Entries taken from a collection
####################

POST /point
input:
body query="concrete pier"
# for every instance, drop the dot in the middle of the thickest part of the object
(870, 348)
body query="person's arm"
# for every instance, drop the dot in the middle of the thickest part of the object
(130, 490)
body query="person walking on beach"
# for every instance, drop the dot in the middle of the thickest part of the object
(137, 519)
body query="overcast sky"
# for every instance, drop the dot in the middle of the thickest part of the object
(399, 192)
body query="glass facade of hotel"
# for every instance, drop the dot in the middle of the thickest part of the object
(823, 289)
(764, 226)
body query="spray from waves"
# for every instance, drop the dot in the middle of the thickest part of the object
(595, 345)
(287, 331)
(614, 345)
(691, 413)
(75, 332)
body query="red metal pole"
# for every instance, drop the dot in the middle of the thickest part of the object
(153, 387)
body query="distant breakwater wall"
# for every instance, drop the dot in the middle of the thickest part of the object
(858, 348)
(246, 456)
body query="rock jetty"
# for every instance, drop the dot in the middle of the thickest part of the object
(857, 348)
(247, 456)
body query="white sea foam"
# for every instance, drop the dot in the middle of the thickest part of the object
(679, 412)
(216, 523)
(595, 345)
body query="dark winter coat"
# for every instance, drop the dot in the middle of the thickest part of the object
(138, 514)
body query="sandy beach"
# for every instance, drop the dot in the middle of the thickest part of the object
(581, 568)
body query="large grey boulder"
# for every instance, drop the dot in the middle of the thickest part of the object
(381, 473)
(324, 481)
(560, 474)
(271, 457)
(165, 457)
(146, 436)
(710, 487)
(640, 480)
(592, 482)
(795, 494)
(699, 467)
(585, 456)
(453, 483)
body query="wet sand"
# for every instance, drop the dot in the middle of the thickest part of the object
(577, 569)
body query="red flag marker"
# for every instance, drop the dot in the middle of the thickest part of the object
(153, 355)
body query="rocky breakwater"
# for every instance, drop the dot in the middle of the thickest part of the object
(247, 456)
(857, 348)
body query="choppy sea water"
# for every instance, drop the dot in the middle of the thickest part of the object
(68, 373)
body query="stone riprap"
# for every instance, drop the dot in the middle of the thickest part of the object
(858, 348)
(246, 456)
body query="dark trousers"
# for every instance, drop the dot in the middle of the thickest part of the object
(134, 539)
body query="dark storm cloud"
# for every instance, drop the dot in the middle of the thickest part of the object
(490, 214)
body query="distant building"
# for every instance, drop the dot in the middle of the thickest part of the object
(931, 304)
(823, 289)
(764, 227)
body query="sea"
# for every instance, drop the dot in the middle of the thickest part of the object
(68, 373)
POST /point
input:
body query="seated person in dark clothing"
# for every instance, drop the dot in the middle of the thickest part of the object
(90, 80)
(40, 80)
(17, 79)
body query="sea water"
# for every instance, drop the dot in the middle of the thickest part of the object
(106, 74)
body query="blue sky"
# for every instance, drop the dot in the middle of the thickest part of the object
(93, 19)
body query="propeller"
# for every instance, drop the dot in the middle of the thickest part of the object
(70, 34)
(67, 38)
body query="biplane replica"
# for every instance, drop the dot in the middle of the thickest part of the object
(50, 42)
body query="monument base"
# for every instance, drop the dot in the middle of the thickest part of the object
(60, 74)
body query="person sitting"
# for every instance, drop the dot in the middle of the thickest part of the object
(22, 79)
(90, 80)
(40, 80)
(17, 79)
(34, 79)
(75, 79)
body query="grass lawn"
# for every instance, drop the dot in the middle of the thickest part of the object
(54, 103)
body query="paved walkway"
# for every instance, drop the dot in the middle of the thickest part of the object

####################

▶ _What this task involves_
Copy the material above verbatim.

▶ _Complete response_
POST /point
input:
body query="concrete pier"
# for every instance, drop the dot in the middle of the thickest part of the object
(870, 348)
body query="person's arm"
# for every instance, drop the dot in the middle of the thickest part of the object
(130, 490)
body query="person walking on beach"
# for every instance, drop the dot in the middle of the thickest part of the object
(137, 519)
body query="overcast sky"
# for every instance, drop the dot in the middle of the thickest part of the object
(399, 192)
body query="glass facade of hotel"
# for every instance, drop the dot in the middle of the thickest part of the object
(823, 289)
(764, 226)
body query="spray from waves"
# for every instance, drop the dot in the middle of the thickest part of the object
(595, 345)
(287, 331)
(614, 345)
(691, 413)
(75, 332)
body query="red metal pole"
# for every instance, drop the dot in the middle of the thickest part of the object
(153, 387)
body query="distant breakwater wall"
# for every instance, drop the dot in the middle of the thickest part of the object
(858, 348)
(246, 456)
body query="rock jetty"
# for every instance, drop the dot in the middle of the thickest part of the object
(857, 348)
(247, 456)
body query="white sea foam"
# for every instance, drop the dot in the middle of the thickest part of the object
(679, 412)
(216, 523)
(595, 345)
body query="dark winter coat"
# for every instance, drop the dot in the middle of the thickest part of the object
(138, 514)
body query="sandy beach"
# for every instance, drop the dot in the middle of the thickest part of the object
(581, 568)
body query="large grey boulder"
# for every instance, drop the dot in the middle of the thickest part of the object
(381, 473)
(324, 481)
(560, 474)
(271, 457)
(165, 457)
(146, 436)
(710, 487)
(640, 480)
(592, 482)
(795, 494)
(699, 467)
(585, 456)
(453, 483)
body query="wet sand"
# for every instance, drop the dot in the middle of the thickest part of the object
(577, 569)
body query="red flag marker"
# for every instance, drop the dot in the middle of the thickest part of the object
(153, 355)
body query="rocky breakwater"
# for every instance, drop the dot in the middle of the thickest part of the object
(247, 456)
(857, 348)
body query="choppy sea water"
# for every instance, drop the dot in the middle of the thickest part of the object
(68, 373)
body query="stone riprap"
# for every instance, drop the dot in the middle of the thickest part of the object
(858, 348)
(246, 456)
body query="dark trousers"
# for every instance, drop the dot in the middle of the thickest part of the object
(134, 539)
body query="dark storm cloud"
# for every instance, drop the dot in the middle of the thickest part of the object
(490, 214)
body query="distant building"
# for every instance, drop the dot in the middle of the thickest part of the object
(931, 304)
(823, 289)
(764, 227)
body query="sea"
# for every instance, drop the dot in the middle of the thickest part of the object
(68, 373)
POST /point
input:
body query="seated person in dark clothing"
# for every instance, drop the dot in the middle of the thickest part of the object
(90, 80)
(40, 80)
(17, 79)
body query="sea water"
# for every instance, drop the dot in the middle of the thickest part of the object
(106, 74)
body query="blue sky"
# for every instance, drop the dot in the middle of the thickest part of the object
(93, 19)
body query="propeller"
# for every instance, drop the dot in the middle of the thickest part of the object
(70, 34)
(67, 38)
body query="biplane replica"
# for every instance, drop the dot in the middle of the thickest part of the object
(50, 42)
body query="monument base"
# for every instance, drop the dot in the middle of the thickest part of the object
(60, 74)
body query="person sitting"
# for every instance, drop the dot in the middle of the thickest part of the object
(22, 79)
(90, 80)
(40, 80)
(17, 79)
(34, 79)
(75, 79)
body query="grass lawn"
# for every instance, drop the dot in the middle of the thickest part of the object
(54, 103)
body query="paved walkway"
# for every instance, drop the dot in the middle of the thickest part of the object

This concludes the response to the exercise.